┌─ Data shown

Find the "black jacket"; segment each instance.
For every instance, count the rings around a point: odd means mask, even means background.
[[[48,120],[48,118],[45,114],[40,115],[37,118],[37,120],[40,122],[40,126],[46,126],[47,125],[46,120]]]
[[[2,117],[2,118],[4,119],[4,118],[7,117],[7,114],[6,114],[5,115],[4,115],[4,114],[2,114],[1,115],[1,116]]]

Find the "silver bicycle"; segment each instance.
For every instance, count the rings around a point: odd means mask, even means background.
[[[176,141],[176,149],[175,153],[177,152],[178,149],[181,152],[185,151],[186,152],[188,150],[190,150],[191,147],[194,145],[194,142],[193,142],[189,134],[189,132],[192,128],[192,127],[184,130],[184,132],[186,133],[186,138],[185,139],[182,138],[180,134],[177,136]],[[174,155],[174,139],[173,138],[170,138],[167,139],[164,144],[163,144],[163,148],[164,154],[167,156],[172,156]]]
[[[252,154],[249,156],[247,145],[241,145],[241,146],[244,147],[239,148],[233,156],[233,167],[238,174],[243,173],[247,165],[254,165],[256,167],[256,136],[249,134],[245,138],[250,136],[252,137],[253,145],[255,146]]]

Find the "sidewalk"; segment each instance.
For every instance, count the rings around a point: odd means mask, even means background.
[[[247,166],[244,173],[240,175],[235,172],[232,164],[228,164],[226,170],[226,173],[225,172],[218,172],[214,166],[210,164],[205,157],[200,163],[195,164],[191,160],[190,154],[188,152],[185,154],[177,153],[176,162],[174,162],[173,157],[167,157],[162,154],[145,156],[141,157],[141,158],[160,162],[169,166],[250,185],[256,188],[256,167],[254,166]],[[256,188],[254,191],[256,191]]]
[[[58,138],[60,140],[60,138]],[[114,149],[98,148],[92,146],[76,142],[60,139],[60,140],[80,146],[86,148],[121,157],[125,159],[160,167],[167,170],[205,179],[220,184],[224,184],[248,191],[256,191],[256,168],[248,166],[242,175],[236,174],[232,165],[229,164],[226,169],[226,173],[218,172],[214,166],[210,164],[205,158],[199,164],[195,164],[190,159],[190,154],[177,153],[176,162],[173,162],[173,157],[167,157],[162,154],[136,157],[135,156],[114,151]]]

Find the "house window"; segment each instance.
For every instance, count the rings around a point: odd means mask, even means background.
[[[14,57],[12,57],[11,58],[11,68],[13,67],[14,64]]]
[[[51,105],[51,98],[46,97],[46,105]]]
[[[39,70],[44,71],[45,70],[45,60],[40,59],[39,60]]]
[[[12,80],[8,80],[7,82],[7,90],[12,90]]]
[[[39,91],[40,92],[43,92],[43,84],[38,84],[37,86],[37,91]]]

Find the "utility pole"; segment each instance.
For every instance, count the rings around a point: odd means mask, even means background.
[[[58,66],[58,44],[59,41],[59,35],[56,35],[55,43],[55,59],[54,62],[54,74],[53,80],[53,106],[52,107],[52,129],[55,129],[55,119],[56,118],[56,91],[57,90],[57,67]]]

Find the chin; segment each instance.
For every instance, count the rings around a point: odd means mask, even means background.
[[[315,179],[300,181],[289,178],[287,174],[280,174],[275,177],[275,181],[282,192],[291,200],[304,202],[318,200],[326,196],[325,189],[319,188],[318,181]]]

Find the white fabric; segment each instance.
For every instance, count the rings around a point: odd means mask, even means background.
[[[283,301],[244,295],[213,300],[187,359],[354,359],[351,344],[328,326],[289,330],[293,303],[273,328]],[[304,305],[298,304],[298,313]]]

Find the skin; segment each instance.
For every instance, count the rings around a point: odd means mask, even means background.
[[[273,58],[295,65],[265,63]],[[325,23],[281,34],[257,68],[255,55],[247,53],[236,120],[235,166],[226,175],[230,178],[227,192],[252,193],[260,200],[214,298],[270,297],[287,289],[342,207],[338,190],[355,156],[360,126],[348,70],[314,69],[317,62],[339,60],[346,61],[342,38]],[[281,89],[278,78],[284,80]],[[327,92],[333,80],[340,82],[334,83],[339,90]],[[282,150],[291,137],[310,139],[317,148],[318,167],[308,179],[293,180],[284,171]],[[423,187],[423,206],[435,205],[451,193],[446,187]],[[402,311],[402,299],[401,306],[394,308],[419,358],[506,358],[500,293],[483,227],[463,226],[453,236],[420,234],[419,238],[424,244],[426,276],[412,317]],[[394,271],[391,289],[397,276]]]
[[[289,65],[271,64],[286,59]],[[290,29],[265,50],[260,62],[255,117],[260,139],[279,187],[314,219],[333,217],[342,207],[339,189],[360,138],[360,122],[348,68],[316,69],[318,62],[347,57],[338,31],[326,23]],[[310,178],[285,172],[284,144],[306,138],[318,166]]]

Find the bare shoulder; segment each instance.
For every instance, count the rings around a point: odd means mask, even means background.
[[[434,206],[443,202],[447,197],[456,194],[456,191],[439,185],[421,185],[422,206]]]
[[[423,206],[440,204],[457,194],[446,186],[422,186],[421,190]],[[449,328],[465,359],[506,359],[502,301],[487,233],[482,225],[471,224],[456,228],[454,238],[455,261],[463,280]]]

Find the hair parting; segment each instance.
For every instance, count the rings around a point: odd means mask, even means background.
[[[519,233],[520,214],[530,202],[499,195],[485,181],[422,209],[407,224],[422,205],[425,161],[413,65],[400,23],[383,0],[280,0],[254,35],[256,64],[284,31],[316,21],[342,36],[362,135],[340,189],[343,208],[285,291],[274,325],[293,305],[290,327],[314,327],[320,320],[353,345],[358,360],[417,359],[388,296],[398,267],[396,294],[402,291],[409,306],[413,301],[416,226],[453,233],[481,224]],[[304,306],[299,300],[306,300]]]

└─

Faithfully transcribe the whole of the data.

■ Answer to the exercise ■
Find the "black jacket"; segment each instance.
For every instance, count the rings around a point: odd means mask, even means background.
[[[48,120],[48,118],[45,114],[40,115],[37,118],[37,120],[40,122],[40,126],[46,126],[47,125],[46,120]]]
[[[2,117],[2,118],[4,119],[4,118],[7,117],[7,114],[6,114],[5,115],[4,115],[4,114],[2,114],[1,115],[1,116]]]

Find the "silver bicycle"; segment each instance.
For every instance, count the rings around a point: odd means mask, even means background.
[[[176,141],[176,149],[175,153],[177,152],[178,149],[181,152],[185,151],[186,152],[188,150],[190,150],[191,147],[194,145],[194,142],[193,142],[189,134],[189,132],[192,128],[192,127],[184,130],[184,132],[186,133],[186,138],[185,139],[182,138],[180,134],[177,136]],[[174,155],[174,139],[173,138],[170,138],[167,139],[164,144],[163,144],[163,148],[164,154],[167,156],[172,156]]]
[[[252,154],[249,156],[247,145],[241,145],[241,146],[244,147],[239,148],[233,156],[233,167],[238,174],[243,173],[247,165],[254,165],[256,167],[256,136],[249,134],[245,138],[250,136],[252,137],[253,145],[255,146]]]

Find the "sidewalk"; segment each instance.
For every instance, count the rings around a point: odd means mask, even means background.
[[[247,166],[244,173],[240,175],[235,172],[232,164],[228,164],[226,170],[226,173],[225,172],[218,172],[214,166],[210,164],[205,157],[200,163],[195,164],[191,160],[190,154],[188,152],[185,154],[177,153],[176,162],[174,162],[173,157],[167,157],[162,154],[145,156],[141,157],[141,158],[160,162],[169,166],[250,185],[256,188],[256,167],[254,166]],[[256,188],[254,191],[256,191]]]
[[[58,138],[60,140],[60,138]],[[114,149],[98,148],[92,146],[76,142],[60,139],[60,140],[80,146],[86,148],[121,157],[125,159],[160,167],[167,170],[205,179],[220,184],[224,184],[248,191],[256,191],[256,168],[248,166],[242,175],[236,174],[232,165],[229,164],[226,169],[226,173],[218,172],[214,166],[210,164],[205,158],[199,164],[195,164],[190,159],[190,154],[177,153],[176,162],[173,162],[173,157],[167,157],[162,154],[136,157],[135,156],[114,151]]]

Find the "house window"; segment each instance.
For every instance, count the rings around a point: odd means mask, even means background.
[[[14,57],[12,57],[11,58],[11,68],[13,67],[14,64]]]
[[[51,105],[51,98],[46,97],[46,105]]]
[[[39,70],[44,71],[45,70],[45,60],[40,59],[39,60]]]
[[[12,80],[8,80],[7,82],[7,90],[12,90]]]
[[[39,91],[40,92],[43,92],[43,84],[38,84],[37,86],[37,91]]]

Find the "utility pole"; segment each instance.
For every instance, count the rings around a point: odd means mask, even means background.
[[[58,66],[58,44],[59,41],[59,35],[56,35],[55,43],[55,59],[54,62],[54,74],[53,80],[53,106],[52,107],[52,129],[55,129],[55,119],[56,118],[56,91],[57,90],[57,67]]]

Find the chin; segment each instance.
For every instance, count the rings around a point: odd means mask, even means background.
[[[315,179],[300,181],[289,178],[287,174],[280,174],[275,177],[275,181],[282,192],[291,200],[304,202],[318,200],[326,196],[325,189],[319,188],[318,181]]]

Find the white fabric; segment each instance.
For every instance, count the rings around a point: odd means mask, even means background.
[[[283,301],[244,295],[213,300],[187,359],[354,359],[351,344],[328,326],[289,330],[293,303],[273,328]],[[304,305],[298,304],[298,313]]]

Find the skin; segment each instance.
For every instance, count the rings around a point: odd means mask, even means background.
[[[273,58],[295,65],[265,63]],[[325,23],[281,34],[257,68],[255,55],[247,53],[236,120],[235,166],[226,175],[230,178],[227,192],[252,193],[260,200],[214,298],[270,297],[287,289],[342,207],[338,190],[355,156],[360,126],[348,70],[314,69],[317,62],[339,60],[346,61],[342,38]],[[281,89],[278,78],[284,80]],[[327,92],[333,80],[340,82],[334,83],[339,90]],[[282,150],[291,137],[310,139],[317,148],[318,167],[308,179],[293,180],[284,171]],[[423,187],[423,206],[435,205],[451,193],[446,187]],[[402,311],[402,299],[401,306],[394,308],[419,358],[506,358],[500,293],[483,227],[463,226],[453,236],[420,234],[419,238],[424,244],[426,276],[412,317]],[[394,271],[391,289],[397,276]]]
[[[289,65],[271,64],[286,59]],[[290,29],[265,50],[260,62],[255,117],[260,139],[279,187],[314,219],[333,217],[342,207],[339,189],[360,138],[360,122],[348,68],[316,69],[318,62],[347,57],[338,31],[326,23]],[[310,178],[285,172],[284,144],[306,138],[318,166]]]

Find the bare shoulder; segment each instance.
For every instance, count the rings around a point: odd means mask, even means background.
[[[434,206],[443,202],[447,197],[456,194],[456,191],[439,185],[421,185],[422,206]]]
[[[423,206],[440,204],[457,194],[446,186],[422,186],[421,190]],[[449,328],[465,359],[506,359],[502,301],[487,233],[482,225],[471,224],[456,228],[454,238],[455,261],[463,280]]]

Find the hair parting; segment each instance.
For every instance, count the rings around a point: odd means mask, even means background.
[[[519,233],[520,214],[530,202],[499,195],[485,181],[422,209],[407,224],[422,205],[425,161],[413,65],[400,23],[383,0],[280,0],[254,35],[256,64],[284,31],[316,21],[342,36],[362,135],[340,189],[343,208],[285,291],[274,325],[293,305],[290,327],[314,327],[320,320],[353,345],[358,360],[417,359],[388,296],[398,267],[396,294],[402,291],[409,306],[413,301],[416,226],[453,233],[481,224]],[[304,306],[299,300],[306,300]]]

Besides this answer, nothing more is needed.